#### Objective
Pull out every line of the data below that contains the word "blue", matching case exactly.

#### Location labeling data
★ ★ ★ ★ ★ ★ ★

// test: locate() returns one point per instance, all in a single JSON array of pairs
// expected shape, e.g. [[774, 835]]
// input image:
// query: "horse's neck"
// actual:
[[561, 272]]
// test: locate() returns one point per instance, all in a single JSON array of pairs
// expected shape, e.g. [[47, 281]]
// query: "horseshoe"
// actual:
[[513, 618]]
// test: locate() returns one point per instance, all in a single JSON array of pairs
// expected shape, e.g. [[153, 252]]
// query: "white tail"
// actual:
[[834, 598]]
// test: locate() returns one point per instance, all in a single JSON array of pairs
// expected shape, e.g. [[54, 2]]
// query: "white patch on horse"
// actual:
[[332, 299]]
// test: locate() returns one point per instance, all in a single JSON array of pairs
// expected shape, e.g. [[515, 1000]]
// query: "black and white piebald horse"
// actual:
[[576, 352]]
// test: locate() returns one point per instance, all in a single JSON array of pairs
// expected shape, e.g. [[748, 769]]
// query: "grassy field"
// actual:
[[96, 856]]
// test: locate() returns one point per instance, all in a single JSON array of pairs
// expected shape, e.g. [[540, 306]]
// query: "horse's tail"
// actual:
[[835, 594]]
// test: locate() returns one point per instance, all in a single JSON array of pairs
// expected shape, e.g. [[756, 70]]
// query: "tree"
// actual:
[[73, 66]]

★ ★ ★ ★ ★ ★ ★

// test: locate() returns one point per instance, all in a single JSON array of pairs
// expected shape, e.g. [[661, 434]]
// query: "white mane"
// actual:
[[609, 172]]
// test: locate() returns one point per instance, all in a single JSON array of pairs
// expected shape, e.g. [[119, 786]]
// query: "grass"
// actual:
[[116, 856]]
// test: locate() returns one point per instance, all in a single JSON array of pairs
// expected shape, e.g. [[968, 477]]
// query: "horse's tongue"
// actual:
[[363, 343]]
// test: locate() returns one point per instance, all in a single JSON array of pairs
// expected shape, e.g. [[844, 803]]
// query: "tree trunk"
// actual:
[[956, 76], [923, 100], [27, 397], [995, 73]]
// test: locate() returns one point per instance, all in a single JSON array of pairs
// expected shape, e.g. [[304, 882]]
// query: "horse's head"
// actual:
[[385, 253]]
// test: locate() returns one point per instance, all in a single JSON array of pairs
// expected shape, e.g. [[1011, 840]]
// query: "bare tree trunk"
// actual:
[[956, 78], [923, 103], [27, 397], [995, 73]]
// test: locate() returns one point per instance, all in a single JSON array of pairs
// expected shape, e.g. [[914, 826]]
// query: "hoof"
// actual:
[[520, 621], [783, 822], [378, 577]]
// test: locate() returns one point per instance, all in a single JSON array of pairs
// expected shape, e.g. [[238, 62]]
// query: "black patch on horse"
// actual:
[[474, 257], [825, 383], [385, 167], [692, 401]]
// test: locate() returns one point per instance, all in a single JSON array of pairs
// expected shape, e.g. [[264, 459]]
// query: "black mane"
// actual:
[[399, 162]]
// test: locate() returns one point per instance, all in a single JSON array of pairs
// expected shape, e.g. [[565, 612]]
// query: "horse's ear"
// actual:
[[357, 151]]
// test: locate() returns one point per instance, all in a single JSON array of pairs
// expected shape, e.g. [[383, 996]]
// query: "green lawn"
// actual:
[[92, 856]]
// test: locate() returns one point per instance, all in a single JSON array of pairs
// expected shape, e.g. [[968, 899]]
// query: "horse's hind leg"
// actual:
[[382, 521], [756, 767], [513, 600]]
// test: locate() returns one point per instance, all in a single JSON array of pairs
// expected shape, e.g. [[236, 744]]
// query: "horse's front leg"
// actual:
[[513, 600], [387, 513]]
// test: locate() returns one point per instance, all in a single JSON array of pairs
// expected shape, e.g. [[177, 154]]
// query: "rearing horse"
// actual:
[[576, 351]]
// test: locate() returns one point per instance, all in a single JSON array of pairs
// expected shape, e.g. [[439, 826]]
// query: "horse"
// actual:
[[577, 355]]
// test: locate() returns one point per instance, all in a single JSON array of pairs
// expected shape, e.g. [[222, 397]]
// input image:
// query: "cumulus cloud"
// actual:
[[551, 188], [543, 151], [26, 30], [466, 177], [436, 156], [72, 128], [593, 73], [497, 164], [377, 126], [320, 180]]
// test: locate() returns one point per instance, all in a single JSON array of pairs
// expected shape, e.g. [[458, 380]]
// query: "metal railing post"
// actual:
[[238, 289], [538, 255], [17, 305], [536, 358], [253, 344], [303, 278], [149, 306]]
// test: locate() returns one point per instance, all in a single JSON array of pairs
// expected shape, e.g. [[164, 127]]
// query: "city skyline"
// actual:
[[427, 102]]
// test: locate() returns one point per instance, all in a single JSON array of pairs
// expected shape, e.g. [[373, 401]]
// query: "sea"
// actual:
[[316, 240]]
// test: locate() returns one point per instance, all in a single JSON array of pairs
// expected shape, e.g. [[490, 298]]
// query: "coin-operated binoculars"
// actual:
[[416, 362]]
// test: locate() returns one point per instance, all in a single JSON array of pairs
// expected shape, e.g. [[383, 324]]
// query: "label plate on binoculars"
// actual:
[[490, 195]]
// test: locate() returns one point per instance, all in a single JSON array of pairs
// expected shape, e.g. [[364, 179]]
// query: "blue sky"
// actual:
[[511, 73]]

★ ★ ★ ★ ★ ★ ★

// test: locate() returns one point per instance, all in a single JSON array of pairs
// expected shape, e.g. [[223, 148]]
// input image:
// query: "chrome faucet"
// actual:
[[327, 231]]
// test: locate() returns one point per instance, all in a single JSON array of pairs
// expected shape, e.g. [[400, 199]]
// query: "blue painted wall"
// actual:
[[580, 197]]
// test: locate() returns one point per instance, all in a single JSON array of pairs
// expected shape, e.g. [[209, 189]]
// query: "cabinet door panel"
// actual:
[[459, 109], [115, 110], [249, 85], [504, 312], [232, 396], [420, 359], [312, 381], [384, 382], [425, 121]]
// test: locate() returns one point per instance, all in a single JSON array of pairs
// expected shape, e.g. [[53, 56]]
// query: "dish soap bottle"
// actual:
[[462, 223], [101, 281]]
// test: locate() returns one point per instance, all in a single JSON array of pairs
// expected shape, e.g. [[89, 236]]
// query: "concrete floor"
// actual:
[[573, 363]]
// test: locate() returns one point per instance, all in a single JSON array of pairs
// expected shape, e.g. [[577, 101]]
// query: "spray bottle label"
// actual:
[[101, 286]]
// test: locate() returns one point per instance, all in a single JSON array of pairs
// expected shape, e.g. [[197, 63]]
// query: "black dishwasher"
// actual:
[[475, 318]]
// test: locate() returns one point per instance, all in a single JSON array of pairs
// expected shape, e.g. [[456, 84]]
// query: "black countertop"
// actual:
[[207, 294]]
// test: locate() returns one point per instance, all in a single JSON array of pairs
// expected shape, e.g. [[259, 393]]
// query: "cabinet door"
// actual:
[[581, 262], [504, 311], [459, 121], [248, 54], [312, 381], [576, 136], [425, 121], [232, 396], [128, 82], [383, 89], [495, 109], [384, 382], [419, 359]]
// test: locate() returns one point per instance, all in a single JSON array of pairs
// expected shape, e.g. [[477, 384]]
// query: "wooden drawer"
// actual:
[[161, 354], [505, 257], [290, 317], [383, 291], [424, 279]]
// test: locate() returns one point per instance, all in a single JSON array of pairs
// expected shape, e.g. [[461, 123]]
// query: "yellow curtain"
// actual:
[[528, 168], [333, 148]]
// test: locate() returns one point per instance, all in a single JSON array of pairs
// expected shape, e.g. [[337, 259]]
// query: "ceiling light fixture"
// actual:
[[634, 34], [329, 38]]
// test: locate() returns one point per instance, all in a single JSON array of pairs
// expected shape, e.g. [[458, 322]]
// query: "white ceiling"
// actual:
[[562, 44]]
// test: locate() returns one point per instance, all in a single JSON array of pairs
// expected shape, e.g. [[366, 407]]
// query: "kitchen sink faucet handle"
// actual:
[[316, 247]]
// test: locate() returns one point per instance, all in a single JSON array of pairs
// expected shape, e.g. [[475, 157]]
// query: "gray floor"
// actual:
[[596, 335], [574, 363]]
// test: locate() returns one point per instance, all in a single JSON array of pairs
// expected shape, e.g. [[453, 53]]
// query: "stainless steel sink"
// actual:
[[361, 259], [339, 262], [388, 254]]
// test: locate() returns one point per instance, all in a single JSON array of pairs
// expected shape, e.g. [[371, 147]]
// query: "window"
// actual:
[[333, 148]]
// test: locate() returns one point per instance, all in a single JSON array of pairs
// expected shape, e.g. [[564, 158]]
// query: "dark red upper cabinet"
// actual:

★ ★ ★ ★ ★ ★ ★

#### Response to the task
// query: "blue sky"
// query: "blue painted wall"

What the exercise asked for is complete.